### Provided passage
The purpose of the course is to develop an understanding of the organization of programming languages and introduce the formal study of programming language specification and analysis. Topics covered usually include: language definition structure, data types and structures, control structures and data flow, run-time consideration, interpretative languages, lexical analysis, and parsing. Prerequisite - C or better in CS 202.

Prerequisites

Student must have knowledge of Programming and Elementary Data Structures


Standard Content

Course Outline

The course begins with a history of programming languages, and the various programming paradigms are introduced. The Logic Programming paradigm is covered using Prolog as the example. Backtracking, unification, recursion, the cut , depth first search are covered. Stack overflows, occurs check , and floundering problems are covered. Applications covered are list processing, state space problem solving, constraint processing, expert systems, natural language processing and parsing. The Functional Programming paradigm is illustrated using Haskell. Covered are list processing and the conversion to tail recursion using the method of accumulating parameters, fixed point computation, square root computation and sorting, testing of perfect numbers, and implementing the Sieve or Eratosthenes using Lazy Evaluation, available in Haskell. Proofs of list properties using structural induction are covered, and the implementation of data structures using Haskell is covered. The Object Oriented Programming paradigm is covered using Smalltalk: introduced are the elements of the GUI: browsers, Workspaces, and Transcripts, Defining classes, and objects, inheritance and aggregation hierarchies are introduced. Avoidance of conditional code through polymorphism, polymorphism within and across inheritance hierarchies is considered, and the model –view – controller pattern through the use of the dependency mechanism are described. The issue of aggregation vs. inheritance is discussed via a concrete example. The Concurrent Programming paradigm is introduced. Three synchronization problems are considered: Serialization, Mutual Exclusion and the Rendezvous. Semaphores are introduced and the use of Semaphores in solving the synchronization problems are discussed. Implementations of the solutions are given in Smalltalk, using the Process and Semaphore implementations available in Smalltalk. Finally aspects of the syntax and semantics of programming languages are covered.

### Dataset records
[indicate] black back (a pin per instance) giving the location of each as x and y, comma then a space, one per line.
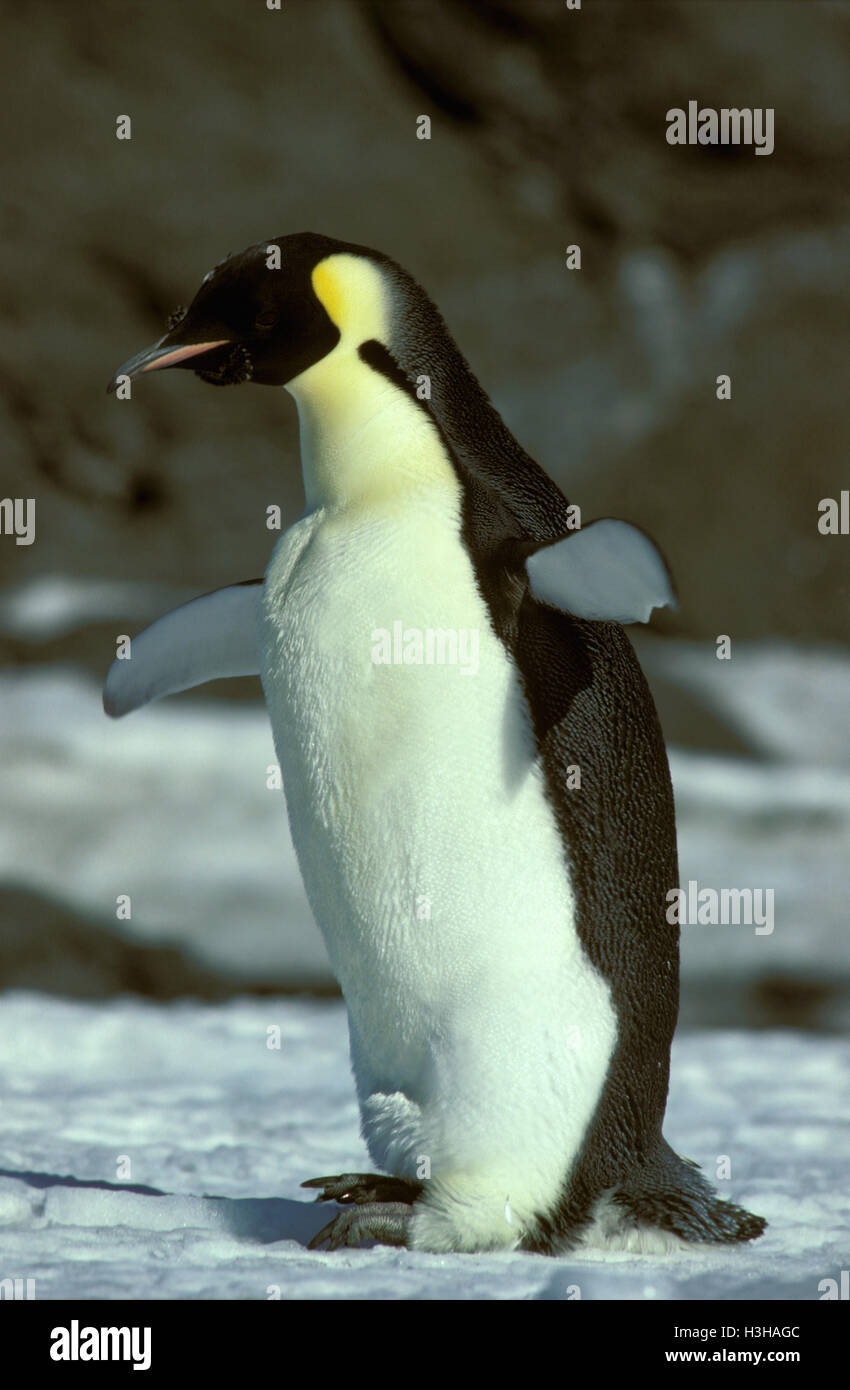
590, 708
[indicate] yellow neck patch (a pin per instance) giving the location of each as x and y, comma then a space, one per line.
353, 293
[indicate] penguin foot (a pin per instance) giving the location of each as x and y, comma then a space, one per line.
677, 1198
365, 1187
388, 1223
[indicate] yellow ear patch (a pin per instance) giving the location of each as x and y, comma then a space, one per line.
353, 293
329, 291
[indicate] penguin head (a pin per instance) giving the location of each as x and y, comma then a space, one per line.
271, 312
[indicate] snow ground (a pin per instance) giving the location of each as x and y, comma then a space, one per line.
224, 1129
171, 806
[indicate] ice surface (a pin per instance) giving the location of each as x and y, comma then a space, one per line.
220, 1130
171, 806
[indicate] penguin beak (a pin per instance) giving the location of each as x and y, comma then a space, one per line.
161, 355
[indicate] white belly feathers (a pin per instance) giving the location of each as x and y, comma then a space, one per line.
479, 1032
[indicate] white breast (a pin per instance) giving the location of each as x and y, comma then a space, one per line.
481, 1034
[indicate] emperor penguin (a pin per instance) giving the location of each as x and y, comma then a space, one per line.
474, 770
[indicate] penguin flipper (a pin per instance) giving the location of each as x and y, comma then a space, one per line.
610, 571
200, 641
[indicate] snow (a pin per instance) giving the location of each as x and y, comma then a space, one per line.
172, 806
220, 1129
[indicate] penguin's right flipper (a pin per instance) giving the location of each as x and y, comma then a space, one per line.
610, 571
210, 637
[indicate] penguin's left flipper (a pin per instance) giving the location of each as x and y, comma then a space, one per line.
610, 571
388, 1223
210, 637
365, 1187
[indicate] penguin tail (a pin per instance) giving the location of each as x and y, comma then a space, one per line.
671, 1194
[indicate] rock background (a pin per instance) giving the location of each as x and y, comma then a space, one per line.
547, 129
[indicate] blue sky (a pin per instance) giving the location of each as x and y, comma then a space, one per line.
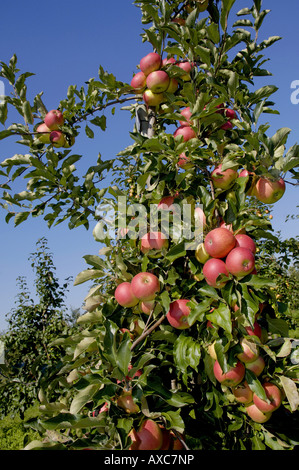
64, 43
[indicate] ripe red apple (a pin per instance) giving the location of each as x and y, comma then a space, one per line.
213, 268
250, 351
223, 179
126, 402
256, 331
219, 242
268, 191
148, 437
245, 241
243, 393
157, 81
138, 82
54, 119
178, 313
57, 139
200, 253
257, 366
186, 113
44, 133
153, 241
232, 377
257, 415
273, 394
150, 63
240, 261
124, 296
145, 286
152, 99
186, 131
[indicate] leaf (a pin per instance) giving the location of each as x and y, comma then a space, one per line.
291, 392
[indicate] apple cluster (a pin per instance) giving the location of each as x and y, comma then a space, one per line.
48, 132
152, 436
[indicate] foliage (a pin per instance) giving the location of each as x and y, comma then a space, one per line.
31, 326
176, 385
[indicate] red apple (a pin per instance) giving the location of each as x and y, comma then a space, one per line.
257, 415
243, 393
219, 242
54, 119
256, 366
223, 179
186, 113
178, 313
186, 131
232, 377
43, 133
152, 99
268, 191
150, 63
153, 241
148, 437
124, 296
213, 268
145, 286
240, 261
250, 351
57, 139
273, 394
256, 331
245, 241
138, 82
157, 81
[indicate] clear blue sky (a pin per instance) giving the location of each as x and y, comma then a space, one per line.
64, 43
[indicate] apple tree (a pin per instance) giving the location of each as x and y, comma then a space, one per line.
181, 345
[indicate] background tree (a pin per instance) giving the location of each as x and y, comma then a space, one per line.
32, 325
136, 368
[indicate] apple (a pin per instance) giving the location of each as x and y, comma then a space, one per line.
240, 261
153, 241
148, 437
157, 81
126, 402
245, 241
257, 415
200, 253
268, 191
223, 179
173, 85
150, 63
184, 162
232, 377
250, 351
147, 306
256, 331
178, 313
219, 242
57, 139
243, 393
138, 82
44, 133
186, 131
124, 295
256, 366
152, 99
273, 395
54, 119
145, 286
186, 113
213, 268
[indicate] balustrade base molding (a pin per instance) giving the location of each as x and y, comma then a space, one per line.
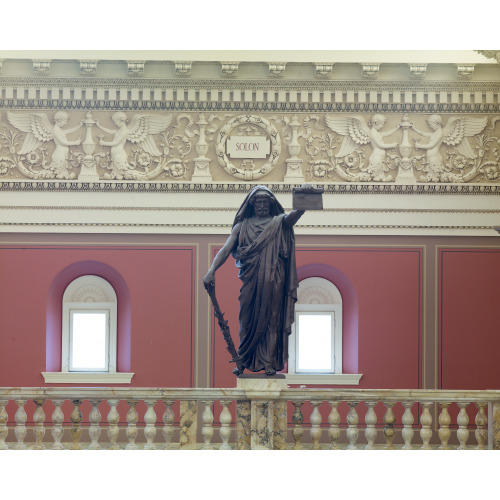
261, 420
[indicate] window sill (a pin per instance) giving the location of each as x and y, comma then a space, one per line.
324, 379
87, 378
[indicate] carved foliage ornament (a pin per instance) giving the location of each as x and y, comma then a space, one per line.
145, 147
252, 126
332, 147
454, 150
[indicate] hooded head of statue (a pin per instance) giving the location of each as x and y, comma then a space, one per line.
246, 209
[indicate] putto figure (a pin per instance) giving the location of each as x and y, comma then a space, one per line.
356, 133
140, 131
39, 130
262, 242
454, 133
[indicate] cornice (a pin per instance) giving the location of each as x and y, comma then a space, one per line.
201, 225
233, 210
218, 188
249, 95
225, 83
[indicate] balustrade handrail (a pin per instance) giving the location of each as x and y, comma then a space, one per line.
261, 418
225, 394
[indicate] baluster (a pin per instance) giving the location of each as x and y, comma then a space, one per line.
20, 430
150, 429
298, 420
39, 419
352, 425
444, 426
168, 424
389, 431
225, 420
408, 431
207, 431
481, 427
76, 420
57, 428
462, 421
95, 429
370, 420
315, 424
334, 421
4, 417
132, 431
113, 419
426, 421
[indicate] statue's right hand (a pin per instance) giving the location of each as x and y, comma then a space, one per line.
208, 280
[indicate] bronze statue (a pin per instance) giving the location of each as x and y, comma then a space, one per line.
262, 243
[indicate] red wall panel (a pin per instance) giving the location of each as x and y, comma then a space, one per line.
160, 281
469, 334
388, 286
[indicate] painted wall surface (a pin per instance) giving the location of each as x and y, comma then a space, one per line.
161, 310
469, 332
173, 341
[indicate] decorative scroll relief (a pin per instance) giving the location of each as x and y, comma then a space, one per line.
330, 148
140, 147
358, 149
252, 133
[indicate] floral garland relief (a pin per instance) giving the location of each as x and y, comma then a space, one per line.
335, 147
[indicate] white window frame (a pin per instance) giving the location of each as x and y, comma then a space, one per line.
318, 295
98, 296
82, 308
335, 311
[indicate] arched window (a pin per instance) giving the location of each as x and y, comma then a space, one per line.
89, 326
315, 345
89, 336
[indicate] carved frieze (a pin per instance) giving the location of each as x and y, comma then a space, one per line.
417, 71
370, 70
324, 70
41, 67
229, 69
332, 148
135, 68
88, 67
277, 70
183, 69
465, 71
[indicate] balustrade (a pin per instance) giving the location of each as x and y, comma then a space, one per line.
225, 419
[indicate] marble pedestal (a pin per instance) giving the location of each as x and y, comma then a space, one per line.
261, 421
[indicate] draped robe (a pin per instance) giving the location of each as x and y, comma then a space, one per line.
265, 256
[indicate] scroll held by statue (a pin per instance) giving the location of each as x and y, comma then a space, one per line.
307, 198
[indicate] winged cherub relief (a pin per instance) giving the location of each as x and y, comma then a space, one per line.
140, 131
39, 129
356, 133
454, 133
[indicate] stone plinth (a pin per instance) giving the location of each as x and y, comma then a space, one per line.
261, 422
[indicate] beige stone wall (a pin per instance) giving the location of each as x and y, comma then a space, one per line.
326, 147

### Aim 1
According to the course description, which language is used to illustrate the Functional Programming paradigm?
### Aim 2
Transcribe the part of the course description starting with "The purpose of" and going on through "better in CS 202.".
### Aim 3
Translate this sentence from the course description into Spanish: "Three synchronization problems are considered: Serialization, Mutual Exclusion and the Rendezvous."

### Complete response 1
Haskell

### Complete response 2
The purpose of the course is to develop an understanding of the organization of programming languages and introduce the formal study of programming language specification and analysis. Topics covered usually include: language definition structure, data types and structures, control structures and data flow, run-time consideration, interpretative languages, lexical analysis, and parsing. Prerequisite - C or better in CS 202.

### Complete response 3
Se consideran tres problemas de sincronización: la serialización, la exclusión mutua y el rendezvous.